» ITEMS
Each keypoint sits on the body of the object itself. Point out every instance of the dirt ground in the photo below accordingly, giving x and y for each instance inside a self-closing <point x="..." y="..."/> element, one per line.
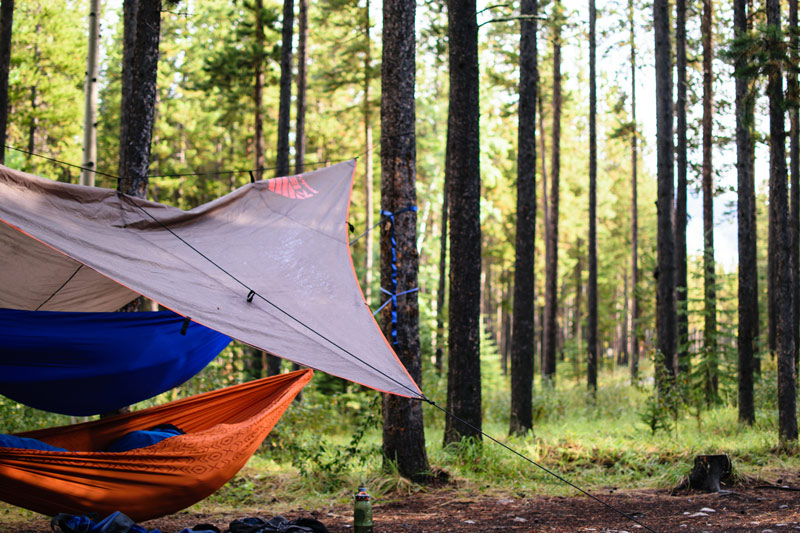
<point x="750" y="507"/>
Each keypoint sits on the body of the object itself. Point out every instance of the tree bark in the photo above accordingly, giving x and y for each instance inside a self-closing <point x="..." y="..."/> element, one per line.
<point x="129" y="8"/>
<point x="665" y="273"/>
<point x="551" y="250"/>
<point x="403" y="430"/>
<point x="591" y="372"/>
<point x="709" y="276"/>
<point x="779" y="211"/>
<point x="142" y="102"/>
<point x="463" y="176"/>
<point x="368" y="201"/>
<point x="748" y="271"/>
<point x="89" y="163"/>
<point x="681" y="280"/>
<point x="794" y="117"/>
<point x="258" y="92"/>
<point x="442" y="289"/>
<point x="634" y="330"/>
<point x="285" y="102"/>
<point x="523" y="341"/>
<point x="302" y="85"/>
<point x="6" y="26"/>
--
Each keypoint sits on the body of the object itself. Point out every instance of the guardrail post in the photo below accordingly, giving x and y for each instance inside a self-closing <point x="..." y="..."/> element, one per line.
---
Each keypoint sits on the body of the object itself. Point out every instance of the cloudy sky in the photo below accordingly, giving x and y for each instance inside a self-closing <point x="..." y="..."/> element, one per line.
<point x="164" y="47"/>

» TASK TO CARRY OUT
Identify every line of the records that contains the word "body", and copy each of those lines.

» RESULT FOR THIS EXERCISE
Each keypoint sits on the body of the object itself. Point out every instance of the dirt ground in the photo below accordingly, giving x and y for each instance inside a self-closing <point x="..." y="..."/> element, one per line.
Each keypoint sits on the body of the object itself. Point out every instance of the tree bark in the photo above accordingly, giving x and y for each instance inside a self-closing <point x="..." y="..."/> element, one per line.
Each keypoint sits on the body of the object itself. Point out every instance of the guardrail post in the photo below accordingly, giving x and y for each instance inside a self-closing <point x="..." y="..."/> element, one per line.
Each keypoint sits on the body of the object itself. Point out every instance of the cloudy sky in the photo below accordingly, giving x and y for each instance inside a self-closing <point x="..." y="..."/> element, one per line.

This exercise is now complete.